● **Instructions to follow**
State how many lines in the items below contain the word "green", and reply with only that number.

Dataset rows showing where objects appear:
※ ※ ※

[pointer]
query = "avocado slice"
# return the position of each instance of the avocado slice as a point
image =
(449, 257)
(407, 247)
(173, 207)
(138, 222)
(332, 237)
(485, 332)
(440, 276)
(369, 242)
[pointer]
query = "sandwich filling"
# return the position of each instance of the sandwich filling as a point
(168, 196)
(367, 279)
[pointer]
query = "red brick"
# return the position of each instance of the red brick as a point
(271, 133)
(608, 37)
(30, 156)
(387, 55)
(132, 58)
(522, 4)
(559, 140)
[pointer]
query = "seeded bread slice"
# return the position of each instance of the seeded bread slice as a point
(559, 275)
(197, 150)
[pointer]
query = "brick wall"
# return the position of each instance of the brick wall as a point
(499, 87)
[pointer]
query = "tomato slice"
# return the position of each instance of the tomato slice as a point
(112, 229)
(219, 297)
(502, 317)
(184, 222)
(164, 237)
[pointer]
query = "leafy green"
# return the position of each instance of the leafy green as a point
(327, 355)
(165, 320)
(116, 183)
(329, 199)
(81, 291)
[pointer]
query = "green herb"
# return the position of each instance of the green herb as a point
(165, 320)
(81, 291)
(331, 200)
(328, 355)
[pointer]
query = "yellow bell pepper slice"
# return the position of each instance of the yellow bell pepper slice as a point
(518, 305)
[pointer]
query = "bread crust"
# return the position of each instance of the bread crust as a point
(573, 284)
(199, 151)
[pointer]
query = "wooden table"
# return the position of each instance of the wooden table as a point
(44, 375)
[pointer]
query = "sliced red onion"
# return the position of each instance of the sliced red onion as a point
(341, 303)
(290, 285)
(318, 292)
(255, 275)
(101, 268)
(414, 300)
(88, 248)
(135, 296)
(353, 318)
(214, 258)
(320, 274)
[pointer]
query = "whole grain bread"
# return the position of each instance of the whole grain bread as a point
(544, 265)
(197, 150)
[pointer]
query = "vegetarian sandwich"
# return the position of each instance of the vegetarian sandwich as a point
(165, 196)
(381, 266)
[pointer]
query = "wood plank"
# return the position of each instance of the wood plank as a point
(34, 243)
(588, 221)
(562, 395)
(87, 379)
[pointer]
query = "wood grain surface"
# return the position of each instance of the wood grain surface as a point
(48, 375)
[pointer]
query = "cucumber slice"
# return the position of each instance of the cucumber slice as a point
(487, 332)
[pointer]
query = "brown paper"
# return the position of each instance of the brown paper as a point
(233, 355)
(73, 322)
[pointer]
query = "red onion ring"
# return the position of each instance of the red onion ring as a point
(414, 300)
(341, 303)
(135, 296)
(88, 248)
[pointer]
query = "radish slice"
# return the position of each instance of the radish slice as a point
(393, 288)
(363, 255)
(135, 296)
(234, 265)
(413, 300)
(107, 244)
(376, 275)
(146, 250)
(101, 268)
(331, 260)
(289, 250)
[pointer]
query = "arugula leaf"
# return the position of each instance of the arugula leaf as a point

※ ※ ※

● **Task output**
4